== Records for processing ==

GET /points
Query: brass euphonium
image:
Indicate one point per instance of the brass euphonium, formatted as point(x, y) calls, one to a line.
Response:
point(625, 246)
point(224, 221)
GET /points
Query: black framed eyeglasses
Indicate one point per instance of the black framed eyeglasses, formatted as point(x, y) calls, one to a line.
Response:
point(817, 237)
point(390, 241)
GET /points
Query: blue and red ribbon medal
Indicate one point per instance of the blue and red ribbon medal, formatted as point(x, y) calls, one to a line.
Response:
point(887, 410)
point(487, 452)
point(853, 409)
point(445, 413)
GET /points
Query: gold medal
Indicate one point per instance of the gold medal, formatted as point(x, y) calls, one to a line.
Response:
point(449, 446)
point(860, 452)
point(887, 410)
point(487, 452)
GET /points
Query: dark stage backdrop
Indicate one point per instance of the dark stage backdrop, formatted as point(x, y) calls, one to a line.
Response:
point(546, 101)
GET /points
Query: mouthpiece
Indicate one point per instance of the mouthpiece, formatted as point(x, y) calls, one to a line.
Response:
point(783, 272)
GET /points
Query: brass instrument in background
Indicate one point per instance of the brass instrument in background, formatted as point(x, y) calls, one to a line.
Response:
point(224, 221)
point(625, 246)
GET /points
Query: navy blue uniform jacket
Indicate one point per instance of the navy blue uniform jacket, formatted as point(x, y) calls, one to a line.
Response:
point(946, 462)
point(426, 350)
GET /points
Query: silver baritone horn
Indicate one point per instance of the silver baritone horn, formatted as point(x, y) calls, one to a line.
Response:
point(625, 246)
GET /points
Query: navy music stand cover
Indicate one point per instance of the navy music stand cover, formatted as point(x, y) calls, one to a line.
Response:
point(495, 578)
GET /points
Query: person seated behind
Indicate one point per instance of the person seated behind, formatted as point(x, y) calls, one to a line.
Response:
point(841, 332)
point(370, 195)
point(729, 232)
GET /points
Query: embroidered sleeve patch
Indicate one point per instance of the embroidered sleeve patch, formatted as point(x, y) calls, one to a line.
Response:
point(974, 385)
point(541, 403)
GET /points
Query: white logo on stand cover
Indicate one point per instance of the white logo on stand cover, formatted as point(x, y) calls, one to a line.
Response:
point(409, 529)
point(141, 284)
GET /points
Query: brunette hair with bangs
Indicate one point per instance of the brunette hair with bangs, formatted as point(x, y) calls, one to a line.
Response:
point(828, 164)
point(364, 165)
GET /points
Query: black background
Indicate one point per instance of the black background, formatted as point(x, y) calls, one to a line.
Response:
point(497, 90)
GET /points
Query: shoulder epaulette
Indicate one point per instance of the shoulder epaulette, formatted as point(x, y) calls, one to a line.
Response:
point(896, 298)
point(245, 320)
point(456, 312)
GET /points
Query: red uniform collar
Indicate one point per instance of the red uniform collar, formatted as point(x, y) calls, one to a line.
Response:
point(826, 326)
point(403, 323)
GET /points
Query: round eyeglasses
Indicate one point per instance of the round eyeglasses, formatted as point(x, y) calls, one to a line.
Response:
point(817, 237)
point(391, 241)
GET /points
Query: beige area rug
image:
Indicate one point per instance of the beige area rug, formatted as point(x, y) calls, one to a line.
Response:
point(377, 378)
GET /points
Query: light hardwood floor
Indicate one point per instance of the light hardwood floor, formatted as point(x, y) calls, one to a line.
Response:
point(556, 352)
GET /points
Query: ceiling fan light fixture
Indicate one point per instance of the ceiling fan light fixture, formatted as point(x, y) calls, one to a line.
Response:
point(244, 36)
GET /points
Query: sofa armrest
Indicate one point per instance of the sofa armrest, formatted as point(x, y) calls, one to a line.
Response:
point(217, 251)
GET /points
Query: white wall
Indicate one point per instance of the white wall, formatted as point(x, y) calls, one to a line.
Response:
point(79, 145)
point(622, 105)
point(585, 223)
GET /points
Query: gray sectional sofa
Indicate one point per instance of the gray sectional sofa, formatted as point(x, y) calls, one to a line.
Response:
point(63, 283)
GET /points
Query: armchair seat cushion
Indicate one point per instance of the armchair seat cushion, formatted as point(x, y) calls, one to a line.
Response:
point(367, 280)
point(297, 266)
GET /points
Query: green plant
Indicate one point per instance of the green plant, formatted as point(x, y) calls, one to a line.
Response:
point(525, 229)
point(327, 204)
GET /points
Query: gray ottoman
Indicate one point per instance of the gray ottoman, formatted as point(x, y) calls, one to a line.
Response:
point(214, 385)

===

» Exercise
Having read the entries, output all of them verbatim.

» Task response
GET /points
Query: brass euphonium
image:
Indicate one point per instance of the brass euphonium, formatted as point(x, y) calls, one to a line.
Response:
point(625, 246)
point(224, 221)
GET /points
Query: black framed eyeglasses
Indicate one point per instance of the black framed eyeglasses, formatted as point(x, y) calls, one to a line.
Response:
point(817, 237)
point(390, 241)
GET /points
Query: blue and red ribbon medal
Indicate one point per instance of the blue and red ribbon medal, formatted as point(x, y) calls, one to a line.
Response:
point(887, 410)
point(487, 452)
point(853, 409)
point(445, 413)
GET /points
Query: gold medal
Indicate one point per instance of the gold medal, formatted as point(x, y) calls, one to a line.
Response:
point(449, 446)
point(860, 452)
point(887, 410)
point(487, 452)
GET /points
Query: dark stage backdrop
Indicate one point per instance of the dark stage backdrop, formatted as point(x, y) calls, one to a line.
Response:
point(546, 101)
GET /points
Query: mouthpiece
Indicate one point per instance of the mouthpiece, formatted as point(x, y) calls, one to a line.
Response:
point(783, 272)
GET /points
Query: brass instrument in background
Indicate one point per instance of the brass instrument in background, formatted as point(x, y) calls, one to a line.
Response:
point(224, 221)
point(625, 246)
GET /points
Query: navy blue uniform jacket
Indicate one point per instance of the navy blue uniform jacket, formatted as point(x, y) calls, one to a line.
Response:
point(946, 462)
point(426, 350)
GET /points
Query: silver baritone horn
Indicate one point per instance of the silver baritone horn, formatted as point(x, y) calls, one to a line.
Response:
point(625, 246)
GET /points
Query: navy music stand cover
Indicate one point per instance of the navy music stand cover, formatted as point(x, y) calls, one to a line.
Response:
point(495, 578)
GET /points
Query: person seated behind
Indicate one point per instance of the person seated behind, formatted as point(x, y) calls, one to a line.
Response:
point(841, 332)
point(370, 195)
point(729, 232)
GET /points
Query: embroidered sleeve patch
Indicate one point per instance of the embroidered sleeve patch, formatted as point(x, y) calls, one to a line.
Response:
point(974, 385)
point(541, 403)
GET /points
Query: white logo on stand cover
Indicate one point per instance of the white logo on stand cover, formatted as point(x, y) calls, one to a line.
Response:
point(409, 529)
point(141, 284)
GET /points
Query: brunette hair with bangs
Indicate one point per instance of the brunette hair with bangs, formatted as point(x, y) calls, one to a line.
Response:
point(828, 164)
point(364, 165)
GET /points
Query: black background
Indicate one point per instance of the black background, formatted as point(x, y) calls, one to a line.
Response:
point(497, 90)
GET /points
Query: shoulder epaulette
Indicate one point per instance of the shoulder epaulette, formatted as point(x, y) calls, one to a line.
Response:
point(896, 298)
point(245, 320)
point(456, 312)
GET /points
Query: red uniform collar
Indicate one point per instance of the red uniform collar, formatted as point(x, y) calls, one to a line.
Response:
point(826, 326)
point(403, 323)
GET /points
Query: round eyeglasses
Indicate one point per instance of the round eyeglasses, formatted as point(x, y) calls, one to a line.
Response:
point(817, 237)
point(391, 241)
GET /points
Query: beige area rug
image:
Indicate one point per instance of the beige area rug, formatted as point(x, y) calls, one to a line.
Response:
point(377, 378)
GET /points
Query: light hardwood floor
Indicate one point per instance of the light hardwood floor, formatted as point(x, y) calls, one to a line.
Response:
point(556, 352)
GET /points
Query: ceiling fan light fixture
Indicate one point per instance of the ceiling fan light fixture, formatted as point(x, y) calls, one to a line.
Response:
point(244, 36)
GET /points
Query: sofa armrest
Indicate one point per instance of the sofa armrest, formatted as point(x, y) calls, one to a line.
Response:
point(217, 251)
GET /points
Query: white wall
Indicate one point per instance of the white wall, formatted as point(x, y) calls, one to a line.
Response:
point(79, 145)
point(622, 105)
point(585, 223)
GET /points
Query: gray sectional sofa
Indicate one point per instance of the gray sectional sofa, formatted as point(x, y) calls, one to a line.
Response:
point(63, 283)
GET /points
Query: armchair seat cushion
Indicate one point per instance of the armchair seat cushion, formatted as point(x, y) calls, one to a line.
Response:
point(367, 280)
point(297, 266)
GET /points
Query: green plant
Indicate one point per instance of the green plant, formatted as point(x, y) calls, one to a line.
Response:
point(525, 229)
point(327, 204)
GET /points
Query: gray ottoman
Indicate one point per instance of the gray ottoman, formatted as point(x, y) calls, one to a line.
Response:
point(214, 385)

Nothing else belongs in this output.